* WORK TO DO
Without altering anything, repeat each of the records.
##########
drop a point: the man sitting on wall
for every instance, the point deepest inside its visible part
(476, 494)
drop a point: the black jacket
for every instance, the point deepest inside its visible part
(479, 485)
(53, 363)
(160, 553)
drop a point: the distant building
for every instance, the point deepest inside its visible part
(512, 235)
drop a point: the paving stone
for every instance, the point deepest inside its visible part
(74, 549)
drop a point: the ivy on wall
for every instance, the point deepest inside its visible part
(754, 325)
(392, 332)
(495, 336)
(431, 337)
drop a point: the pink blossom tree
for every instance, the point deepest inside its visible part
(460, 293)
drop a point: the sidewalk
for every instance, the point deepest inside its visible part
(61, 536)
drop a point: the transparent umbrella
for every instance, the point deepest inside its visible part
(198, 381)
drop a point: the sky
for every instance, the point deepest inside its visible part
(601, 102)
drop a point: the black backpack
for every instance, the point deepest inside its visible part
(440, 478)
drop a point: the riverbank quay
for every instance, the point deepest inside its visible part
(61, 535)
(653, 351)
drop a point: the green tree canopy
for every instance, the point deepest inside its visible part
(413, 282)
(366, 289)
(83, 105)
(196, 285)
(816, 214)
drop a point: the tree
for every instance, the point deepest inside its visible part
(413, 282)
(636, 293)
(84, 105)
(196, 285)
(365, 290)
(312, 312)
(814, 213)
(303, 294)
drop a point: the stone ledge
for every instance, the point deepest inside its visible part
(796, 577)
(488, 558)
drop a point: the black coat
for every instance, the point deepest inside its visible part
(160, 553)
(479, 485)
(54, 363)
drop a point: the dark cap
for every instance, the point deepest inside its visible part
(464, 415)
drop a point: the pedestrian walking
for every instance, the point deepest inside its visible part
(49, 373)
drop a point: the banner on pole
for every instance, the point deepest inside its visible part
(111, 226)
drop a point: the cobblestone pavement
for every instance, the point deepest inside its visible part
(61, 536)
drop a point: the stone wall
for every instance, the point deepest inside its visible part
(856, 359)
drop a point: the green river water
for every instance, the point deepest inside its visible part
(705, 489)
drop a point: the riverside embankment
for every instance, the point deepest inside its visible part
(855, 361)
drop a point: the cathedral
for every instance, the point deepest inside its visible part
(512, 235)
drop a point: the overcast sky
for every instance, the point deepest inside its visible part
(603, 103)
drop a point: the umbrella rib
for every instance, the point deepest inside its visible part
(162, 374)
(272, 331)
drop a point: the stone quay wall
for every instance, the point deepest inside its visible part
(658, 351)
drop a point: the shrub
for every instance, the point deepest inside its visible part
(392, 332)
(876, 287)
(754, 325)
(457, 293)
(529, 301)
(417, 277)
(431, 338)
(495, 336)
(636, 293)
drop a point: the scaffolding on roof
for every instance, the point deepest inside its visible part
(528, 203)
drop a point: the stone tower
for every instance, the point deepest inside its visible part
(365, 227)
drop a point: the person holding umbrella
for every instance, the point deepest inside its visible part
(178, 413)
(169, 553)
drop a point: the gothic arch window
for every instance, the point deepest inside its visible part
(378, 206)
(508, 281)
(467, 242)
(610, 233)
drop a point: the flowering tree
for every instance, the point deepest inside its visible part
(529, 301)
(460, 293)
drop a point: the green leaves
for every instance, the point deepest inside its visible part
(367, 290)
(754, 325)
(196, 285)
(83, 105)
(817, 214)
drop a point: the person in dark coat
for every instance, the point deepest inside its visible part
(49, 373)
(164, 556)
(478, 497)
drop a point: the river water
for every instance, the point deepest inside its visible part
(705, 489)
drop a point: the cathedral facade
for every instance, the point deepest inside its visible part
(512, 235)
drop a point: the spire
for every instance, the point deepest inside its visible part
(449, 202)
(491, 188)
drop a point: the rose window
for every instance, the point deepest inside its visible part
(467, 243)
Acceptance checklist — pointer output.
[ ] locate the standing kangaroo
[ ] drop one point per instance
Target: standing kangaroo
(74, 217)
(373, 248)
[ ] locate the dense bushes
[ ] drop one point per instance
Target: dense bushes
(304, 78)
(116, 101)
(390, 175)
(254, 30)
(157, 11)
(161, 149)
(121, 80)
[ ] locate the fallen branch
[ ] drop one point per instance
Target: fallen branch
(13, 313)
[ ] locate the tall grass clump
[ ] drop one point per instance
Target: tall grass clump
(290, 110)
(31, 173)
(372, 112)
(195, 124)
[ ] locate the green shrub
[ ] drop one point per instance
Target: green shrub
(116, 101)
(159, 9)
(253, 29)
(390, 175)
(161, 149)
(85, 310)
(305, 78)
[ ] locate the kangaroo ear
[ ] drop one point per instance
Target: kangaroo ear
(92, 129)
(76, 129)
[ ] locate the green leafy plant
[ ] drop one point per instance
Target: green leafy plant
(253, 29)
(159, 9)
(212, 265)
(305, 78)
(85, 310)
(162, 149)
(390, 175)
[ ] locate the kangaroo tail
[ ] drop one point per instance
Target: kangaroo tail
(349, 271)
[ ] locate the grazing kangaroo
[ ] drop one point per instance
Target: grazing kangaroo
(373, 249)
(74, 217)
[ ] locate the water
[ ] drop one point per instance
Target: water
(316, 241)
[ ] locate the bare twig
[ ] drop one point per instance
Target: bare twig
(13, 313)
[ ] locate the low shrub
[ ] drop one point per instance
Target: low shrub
##########
* COMPLETE RESPONSE
drop a point: the man sitting on wall
for every instance, the point deepest inside its visible part
(476, 494)
drop a point: the black jacket
for every instance, the point deepest inside its visible part
(479, 485)
(53, 363)
(160, 553)
drop a point: the distant building
for every instance, the point deepest inside its visible part
(512, 235)
drop a point: the paving stone
for every instance, the point deepest inside its visible part
(74, 549)
drop a point: the ivy on wall
for every instance, the point deepest inside its visible part
(754, 325)
(392, 332)
(495, 336)
(431, 337)
drop a point: the pink blossom tree
for every instance, the point deepest inside its visible part
(460, 293)
drop a point: the sidewalk
for every instance, the point deepest inside its visible part
(61, 536)
drop a point: the transparent umbrella
for every instance, the point deepest inside its visible part
(198, 381)
drop a point: the sky
for every instance, the point deepest inside its visible part
(601, 102)
drop a point: the black backpack
for every instance, the point deepest inside its visible part
(440, 478)
drop a point: the riverbank quay
for every instance, the point deepest inside its visible part
(61, 535)
(653, 351)
drop a point: the green tree canopy
for every instance, the point deepest inside its visible part
(413, 282)
(366, 289)
(83, 105)
(196, 285)
(816, 214)
drop a point: the tree
for every instance, the point deepest inside its visible part
(413, 282)
(636, 293)
(84, 105)
(196, 285)
(365, 290)
(312, 312)
(814, 213)
(303, 294)
drop a point: the stone ledge
for every instance, the point deepest inside its visible part
(796, 577)
(488, 558)
drop a point: the black coat
for every instance, the point deepest inside its visible part
(160, 553)
(479, 485)
(54, 363)
drop a point: the dark cap
for every instance, the point deepest inside its visible part
(464, 415)
drop a point: the pedestrian walking
for every instance, the point deepest inside its visible part
(49, 373)
drop a point: the banner on pole
for every instance, the point deepest inside its visible part
(111, 226)
drop a point: the cobblestone pavement
for every instance, the point deepest inside its visible part
(61, 536)
drop a point: the stone wall
for every instance, the point deepest inside its visible part
(856, 359)
drop a point: the green river water
for every instance, the point deepest inside its visible part
(705, 489)
drop a point: the riverside embankment
for every instance, the point deepest inside its visible part
(855, 361)
drop a point: the cathedral
for every instance, the point deepest inside its visible part
(512, 235)
drop a point: the overcast sky
for every instance, the point deepest inside its visible part
(603, 103)
drop a point: the umbrella rib
for every instance, the point deepest inside its visible part
(162, 374)
(272, 331)
drop a point: the stone quay wall
for every instance, the point deepest inside its visible part
(658, 351)
drop a point: the shrub
for every instance, the point deepest inside its visible part
(392, 332)
(876, 287)
(754, 325)
(457, 293)
(529, 301)
(417, 277)
(431, 338)
(495, 336)
(636, 293)
drop a point: the scaffolding on roof
for every instance, the point deepest inside its visible part
(528, 203)
drop a point: the stone tower
for every instance, the point deepest inside its visible part
(365, 227)
drop a point: the person holding umbrella
for every instance, the point deepest inside its visible part
(178, 413)
(169, 553)
drop a point: the gothic arch window
for every instance, the point deepest inside its visible part
(378, 206)
(508, 281)
(467, 242)
(610, 233)
drop a point: the flowering tree
for every instance, the point deepest inside its visible part
(529, 301)
(460, 293)
drop a point: the green leaves
for every instance, the point deepest inside its visible part
(367, 290)
(754, 325)
(196, 285)
(83, 105)
(817, 214)
drop a point: the person in dark coat
for every instance, the point deepest inside its visible part
(49, 373)
(164, 556)
(478, 497)
drop a point: the river water
for every instance, the point deepest inside its visible part
(705, 489)
drop a point: the cathedral facade
for every instance, the point deepest inside its visible part
(512, 235)
drop a point: the spire
for every instance, the point deepest inside its visible part
(449, 202)
(491, 188)
drop a point: the rose window
for every instance, the point deepest inside its visible part
(467, 243)
Acceptance checklist — pointer output.
[ ] locate the standing kangaroo
[ ] drop one point per instance
Target: standing kangaroo
(74, 217)
(373, 248)
[ ] locate the dense bushes
[ ] drop one point per instance
Target: dense bushes
(304, 78)
(116, 101)
(390, 175)
(254, 30)
(157, 11)
(161, 149)
(121, 80)
[ ] locate the fallen branch
[ ] drop one point per instance
Target: fallen branch
(13, 313)
[ ] locate the tall grass clump
[ ] drop one point per instance
Target: tall grass clump
(290, 110)
(31, 173)
(372, 112)
(195, 124)
[ ] locate the green shrub
[ ] drop one point per instance
Target: green shrub
(116, 101)
(159, 9)
(253, 29)
(390, 175)
(161, 149)
(85, 310)
(305, 78)
[ ] locate the kangaroo ear
[ ] drop one point per instance
Target: kangaroo ear
(92, 129)
(76, 129)
[ ] locate the green leafy plant
[ ] drop one point per instance
Target: green leafy plant
(253, 29)
(159, 9)
(212, 265)
(305, 78)
(85, 310)
(162, 149)
(390, 175)
[ ] locate the kangaroo tail
[ ] drop one point per instance
Target: kangaroo tail
(349, 271)
[ ] locate the grazing kangaroo
[ ] drop one point per instance
Target: grazing kangaroo
(373, 249)
(74, 217)
[ ] locate the water
[ ] drop one point per instance
Target: water
(316, 241)
[ ] locate the bare twig
[ ] drop one point per instance
Target: bare twig
(13, 313)
[ ] locate the low shrub
[ ] drop one point per instance
Target: low shrub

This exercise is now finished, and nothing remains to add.